» TASK STATEMENT: Every record is to be transcribed exactly as written.

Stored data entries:
──────

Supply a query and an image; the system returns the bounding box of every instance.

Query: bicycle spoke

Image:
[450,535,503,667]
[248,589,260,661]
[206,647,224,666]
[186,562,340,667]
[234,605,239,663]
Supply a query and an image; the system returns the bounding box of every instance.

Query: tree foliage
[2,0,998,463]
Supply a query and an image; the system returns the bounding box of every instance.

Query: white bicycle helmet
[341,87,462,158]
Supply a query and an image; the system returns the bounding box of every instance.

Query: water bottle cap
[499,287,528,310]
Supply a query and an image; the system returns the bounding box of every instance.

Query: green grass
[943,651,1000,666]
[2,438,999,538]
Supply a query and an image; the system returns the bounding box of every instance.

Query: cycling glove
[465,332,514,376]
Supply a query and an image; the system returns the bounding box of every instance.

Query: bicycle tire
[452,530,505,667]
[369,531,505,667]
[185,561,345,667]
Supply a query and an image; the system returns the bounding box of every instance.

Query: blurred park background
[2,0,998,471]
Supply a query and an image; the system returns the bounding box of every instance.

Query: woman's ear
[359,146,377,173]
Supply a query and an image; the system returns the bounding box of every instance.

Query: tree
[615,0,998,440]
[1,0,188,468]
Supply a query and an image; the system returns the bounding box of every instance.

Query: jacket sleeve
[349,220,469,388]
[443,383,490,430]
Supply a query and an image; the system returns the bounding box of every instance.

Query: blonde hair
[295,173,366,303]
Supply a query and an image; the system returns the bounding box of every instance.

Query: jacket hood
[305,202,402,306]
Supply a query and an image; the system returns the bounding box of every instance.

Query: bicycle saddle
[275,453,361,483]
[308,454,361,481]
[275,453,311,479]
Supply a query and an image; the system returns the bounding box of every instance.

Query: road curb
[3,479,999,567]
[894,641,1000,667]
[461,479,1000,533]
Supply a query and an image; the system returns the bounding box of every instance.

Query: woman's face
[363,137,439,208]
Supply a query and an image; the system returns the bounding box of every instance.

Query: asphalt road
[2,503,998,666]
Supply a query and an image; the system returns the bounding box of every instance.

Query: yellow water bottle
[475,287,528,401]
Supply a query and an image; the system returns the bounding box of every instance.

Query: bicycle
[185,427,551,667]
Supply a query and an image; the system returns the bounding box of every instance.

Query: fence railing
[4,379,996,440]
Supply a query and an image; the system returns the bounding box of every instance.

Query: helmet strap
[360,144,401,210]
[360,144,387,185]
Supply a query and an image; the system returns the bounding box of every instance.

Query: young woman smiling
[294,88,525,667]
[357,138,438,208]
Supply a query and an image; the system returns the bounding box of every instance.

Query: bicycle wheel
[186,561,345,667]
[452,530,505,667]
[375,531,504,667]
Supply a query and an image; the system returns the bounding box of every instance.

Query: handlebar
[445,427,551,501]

──────

» OUTPUT FOR THIS EXERCISE:
Supply a query and an image; the system returns the bounding box of every instance.

Query: bicycle spoke

Image:
[450,535,503,667]
[248,589,260,661]
[206,647,224,666]
[186,562,340,667]
[234,605,239,663]
Supply a query and an image; the system returns the bounding box of every instance.

Query: tree foliage
[2,0,998,463]
Supply a query and an image; the system returns the bounding box of every instance.

Query: white bicycle helmet
[341,87,462,158]
Supply a query and an image; the system returns the bounding box of every instance.

Query: water bottle cap
[499,287,528,310]
Supply a query and an image; the system returns the bounding box of every instance.

Query: green grass
[943,651,1000,666]
[2,438,999,538]
Supply a query and an image; the system returns the bounding box of every instance.

Query: cycling glove
[465,332,514,376]
Supply a query and an image; the system returns the bounding box of every instance.

Query: bicycle tire
[452,530,505,667]
[369,531,505,667]
[185,561,345,667]
Supply a query and an image; the system returns the bounding box of every instance.

Query: blurred park background
[2,0,998,471]
Supply a query and an image; the system returns the bounding box of every instance.

Query: woman's ear
[359,146,377,173]
Supply a query and an image; the system returns the bounding box of every instance.

Query: tree
[615,0,998,440]
[1,0,188,468]
Supply a query and an image; the system returns the bounding box of every instance.

Query: jacket sleeve
[349,220,469,388]
[443,383,490,430]
Supply a query and an image; the system returns the bounding box of every instance.

Query: blonde hair
[295,173,366,303]
Supply a query and an image; the system returns the bounding box of every instance.

Query: jacket hood
[305,202,402,306]
Supply a query and an image; the system returns the bounding box of every instance.

Query: bicycle saddle
[275,453,361,483]
[308,454,361,481]
[275,453,311,479]
Supply a query and an image; the system returns the bounding box of every instance.

Query: road curb
[3,479,999,567]
[894,641,1000,667]
[461,479,1000,533]
Supply a query and an image; the system returns the bounding box of every instance.

Query: woman's face
[363,137,439,208]
Supply a query and an image; the system returns the bounding box of every instance.

Query: asphalt road
[2,503,998,666]
Supply a query and an image; the system returns the bounding box of every instance.

Query: yellow water bottle
[475,287,528,401]
Supply a query and an image; the system returns the bounding box of every instance.

Query: bicycle
[185,427,551,667]
Supply a query and an image; the system returns the bounding box of every instance.

Query: fence railing
[4,379,996,440]
Supply a query and an image; the system returns the bounding box of every instance.

Query: helmet strap
[360,144,401,210]
[360,144,387,185]
Supply a query and an image; the system returns the bounding box of every instance.

Query: young woman smiling
[294,88,525,667]
[357,138,438,208]
Supply a query and an image; the system returns the bounding box of every instance.

Query: bicycle wheel
[186,561,345,667]
[452,530,505,667]
[375,531,504,667]
Supply a query and an image; the system returns the bounding box of every instance.

Query: handlebar
[445,427,551,501]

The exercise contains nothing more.